• **УСЛОВИЕ ЗАДАНИЯ**: В заметке о летних московских протестах замени «защитниками» на «юристами» в отрезке от «В конце года» до «могут ответить адвокаты.» и приведи этот отрезок целиком.

• **ФРАГМЕНТ ТЕКСТА**:
--

В конце года было оглашено сразу несколько приговоров по делам о летних московских протестах. Часть подсудимых получили условные или реальные сроки, кто-то отделался штрафами. «Адвокатская улица» поговорила с защитниками некоторых фигурантов «московского дела», чтобы из первых рук узнать, как следствие и суд ведут себя в политических делах – и чем в такой ситуации могут ответить адвокаты.
Уходящий 2019 год запомнился летними протестами, которые начались из-за недопуска части оппозиционных кандидатов на выборы в Мосгордуму. Следственный комитет возбудил ряд уголовных дел по экзотическим статьям об организации массовых беспорядков и участии в них (ч. 1 и ч. 2 ст. 212 УК РФ). Но вскоре из них были выделены привычные уже «применение насилия в отношении представителей власти» (ст. 318 УК РФ). При этом несоразмерность обвинения реальным действиям была очевидна: Кирилл Жуков попытался поднять забрало шлема полицейского, Данил Беглец одёрнул полицейского за руку, Айдар Губайдулин якобы бросил в росгвардейцев пустую пластиковую бутылку. Судьба дел, возбужденных по ст. 212 УК РФ, — неизвестна.

--

Строки набора данных для указания на объекты:
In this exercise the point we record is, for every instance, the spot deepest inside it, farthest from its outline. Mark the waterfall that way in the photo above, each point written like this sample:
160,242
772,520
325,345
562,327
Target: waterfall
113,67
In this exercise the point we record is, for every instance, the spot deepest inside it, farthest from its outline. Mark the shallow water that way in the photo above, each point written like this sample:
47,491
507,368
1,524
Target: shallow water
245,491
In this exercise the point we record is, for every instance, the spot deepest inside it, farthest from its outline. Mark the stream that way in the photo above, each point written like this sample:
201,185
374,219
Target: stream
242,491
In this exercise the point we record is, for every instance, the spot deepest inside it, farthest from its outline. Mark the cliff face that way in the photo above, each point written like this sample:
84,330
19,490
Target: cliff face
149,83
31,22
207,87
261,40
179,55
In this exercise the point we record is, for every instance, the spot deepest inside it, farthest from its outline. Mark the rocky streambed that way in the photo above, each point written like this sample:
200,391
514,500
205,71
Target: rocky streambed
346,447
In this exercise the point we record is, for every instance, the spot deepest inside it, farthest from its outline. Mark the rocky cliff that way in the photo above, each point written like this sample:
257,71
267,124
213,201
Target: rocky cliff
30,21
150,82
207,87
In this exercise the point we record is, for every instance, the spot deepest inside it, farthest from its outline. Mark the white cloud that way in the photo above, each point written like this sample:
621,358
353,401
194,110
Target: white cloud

--

• **ПОЛНОЕ РЕШЕНИЕ**:
В конце года было оглашено сразу несколько приговоров по делам о летних московских протестах. Часть подсудимых получили условные или реальные сроки, кто-то отделался штрафами. «Адвокатская улица» поговорила с юристами некоторых фигурантов «московского дела», чтобы из первых рук узнать, как следствие и суд ведут себя в политических делах – и чем в такой ситуации могут ответить адвокаты.